[START]

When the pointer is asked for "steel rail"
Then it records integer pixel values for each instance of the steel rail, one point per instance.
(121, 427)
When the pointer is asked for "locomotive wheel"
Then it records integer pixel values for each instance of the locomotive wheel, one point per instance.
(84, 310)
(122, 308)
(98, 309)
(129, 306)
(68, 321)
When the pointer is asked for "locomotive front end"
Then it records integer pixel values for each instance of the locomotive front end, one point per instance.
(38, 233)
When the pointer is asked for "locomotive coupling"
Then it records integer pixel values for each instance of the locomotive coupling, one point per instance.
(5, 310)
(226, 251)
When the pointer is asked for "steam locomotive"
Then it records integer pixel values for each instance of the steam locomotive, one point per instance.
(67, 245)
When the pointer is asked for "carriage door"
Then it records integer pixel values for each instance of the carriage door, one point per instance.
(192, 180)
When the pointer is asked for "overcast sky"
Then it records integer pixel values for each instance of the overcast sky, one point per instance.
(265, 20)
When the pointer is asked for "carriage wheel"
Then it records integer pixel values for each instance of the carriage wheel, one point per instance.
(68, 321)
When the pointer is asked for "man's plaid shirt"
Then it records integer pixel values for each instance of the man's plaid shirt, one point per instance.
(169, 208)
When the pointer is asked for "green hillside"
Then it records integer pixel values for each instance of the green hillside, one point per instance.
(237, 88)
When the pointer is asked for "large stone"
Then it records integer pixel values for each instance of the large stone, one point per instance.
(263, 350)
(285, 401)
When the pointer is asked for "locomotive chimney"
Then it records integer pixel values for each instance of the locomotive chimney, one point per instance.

[END]

Pick out each line in the entries above that contains the word "asked".

When the pointer is asked for "steel rail"
When the pointer is asked for "locomotive wheel"
When the pointer is asked for "locomotive front end"
When the pointer is asked for "locomotive coupling"
When the pointer is asked for "steam locomotive"
When the pointer is asked for "carriage door"
When the pointer is asked for "overcast sky"
When the pointer is asked for "carriage wheel"
When the pointer is asked for "man's plaid shirt"
When the pointer is asked for "green hillside"
When the pointer is asked for "large stone"
When the pointer is asked for "locomotive chimney"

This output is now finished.